→ **ACTIVITY**:
For each line in the data below that holds "green", return a copy.

→ **LISTED ENTRIES**:

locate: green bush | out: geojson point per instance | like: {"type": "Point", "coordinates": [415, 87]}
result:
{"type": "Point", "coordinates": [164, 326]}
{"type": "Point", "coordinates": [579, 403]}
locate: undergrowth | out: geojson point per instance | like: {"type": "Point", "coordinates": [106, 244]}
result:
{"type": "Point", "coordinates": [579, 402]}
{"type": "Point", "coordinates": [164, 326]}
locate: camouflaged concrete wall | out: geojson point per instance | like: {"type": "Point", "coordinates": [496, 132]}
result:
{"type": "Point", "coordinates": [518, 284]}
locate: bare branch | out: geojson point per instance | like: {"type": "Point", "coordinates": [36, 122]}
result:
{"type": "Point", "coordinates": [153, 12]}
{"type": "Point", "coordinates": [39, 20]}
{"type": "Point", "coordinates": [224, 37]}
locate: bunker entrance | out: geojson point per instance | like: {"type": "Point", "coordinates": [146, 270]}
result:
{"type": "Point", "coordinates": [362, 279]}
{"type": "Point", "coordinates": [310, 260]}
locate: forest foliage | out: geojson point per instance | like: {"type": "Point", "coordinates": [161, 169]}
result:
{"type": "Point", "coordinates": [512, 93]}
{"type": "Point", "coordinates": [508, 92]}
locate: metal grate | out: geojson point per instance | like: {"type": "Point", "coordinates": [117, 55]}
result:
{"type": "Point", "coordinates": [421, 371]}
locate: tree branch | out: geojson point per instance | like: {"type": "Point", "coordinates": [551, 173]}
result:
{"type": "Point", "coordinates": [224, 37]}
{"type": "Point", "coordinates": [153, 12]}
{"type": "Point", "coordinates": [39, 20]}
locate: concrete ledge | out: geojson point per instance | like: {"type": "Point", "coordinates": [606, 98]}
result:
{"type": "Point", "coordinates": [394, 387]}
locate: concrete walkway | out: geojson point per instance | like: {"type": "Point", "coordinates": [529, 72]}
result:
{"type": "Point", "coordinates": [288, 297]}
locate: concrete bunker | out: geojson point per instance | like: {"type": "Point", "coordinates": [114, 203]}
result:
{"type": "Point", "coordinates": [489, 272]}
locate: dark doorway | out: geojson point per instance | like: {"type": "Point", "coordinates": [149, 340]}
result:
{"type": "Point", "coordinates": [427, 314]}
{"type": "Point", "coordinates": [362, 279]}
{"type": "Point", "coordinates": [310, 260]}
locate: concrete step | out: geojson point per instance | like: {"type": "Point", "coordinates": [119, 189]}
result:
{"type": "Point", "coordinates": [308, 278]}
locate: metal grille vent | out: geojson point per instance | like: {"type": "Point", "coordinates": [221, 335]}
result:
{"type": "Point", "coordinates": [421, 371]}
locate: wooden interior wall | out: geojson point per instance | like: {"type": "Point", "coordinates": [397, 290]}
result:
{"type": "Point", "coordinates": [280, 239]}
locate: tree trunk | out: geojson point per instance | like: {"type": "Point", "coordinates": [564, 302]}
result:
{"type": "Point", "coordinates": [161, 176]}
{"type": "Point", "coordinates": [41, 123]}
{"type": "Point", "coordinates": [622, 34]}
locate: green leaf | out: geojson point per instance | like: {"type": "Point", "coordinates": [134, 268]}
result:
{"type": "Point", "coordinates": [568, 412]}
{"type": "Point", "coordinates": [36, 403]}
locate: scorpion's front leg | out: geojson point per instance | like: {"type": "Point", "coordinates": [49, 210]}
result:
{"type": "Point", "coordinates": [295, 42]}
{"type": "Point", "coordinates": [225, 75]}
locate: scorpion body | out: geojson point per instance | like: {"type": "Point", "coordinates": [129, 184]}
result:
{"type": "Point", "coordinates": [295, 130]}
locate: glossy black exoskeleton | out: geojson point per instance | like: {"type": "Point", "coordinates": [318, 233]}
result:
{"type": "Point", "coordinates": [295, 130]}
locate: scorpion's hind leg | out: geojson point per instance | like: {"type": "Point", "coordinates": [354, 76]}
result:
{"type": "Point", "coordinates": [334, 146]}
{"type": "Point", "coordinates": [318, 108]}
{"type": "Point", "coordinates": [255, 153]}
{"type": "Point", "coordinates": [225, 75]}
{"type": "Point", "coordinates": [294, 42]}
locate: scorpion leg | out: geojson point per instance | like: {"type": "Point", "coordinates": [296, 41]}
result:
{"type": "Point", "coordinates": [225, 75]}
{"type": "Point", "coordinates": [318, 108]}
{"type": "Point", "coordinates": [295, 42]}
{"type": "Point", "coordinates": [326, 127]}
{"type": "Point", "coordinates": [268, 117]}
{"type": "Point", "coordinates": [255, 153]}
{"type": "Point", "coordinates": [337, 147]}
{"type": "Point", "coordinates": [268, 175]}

→ **EXERCISE RESULT**:
locate: green bush | out: geojson point per instance | like: {"type": "Point", "coordinates": [415, 87]}
locate: green leaf | out: geojson point per instance | like: {"type": "Point", "coordinates": [134, 268]}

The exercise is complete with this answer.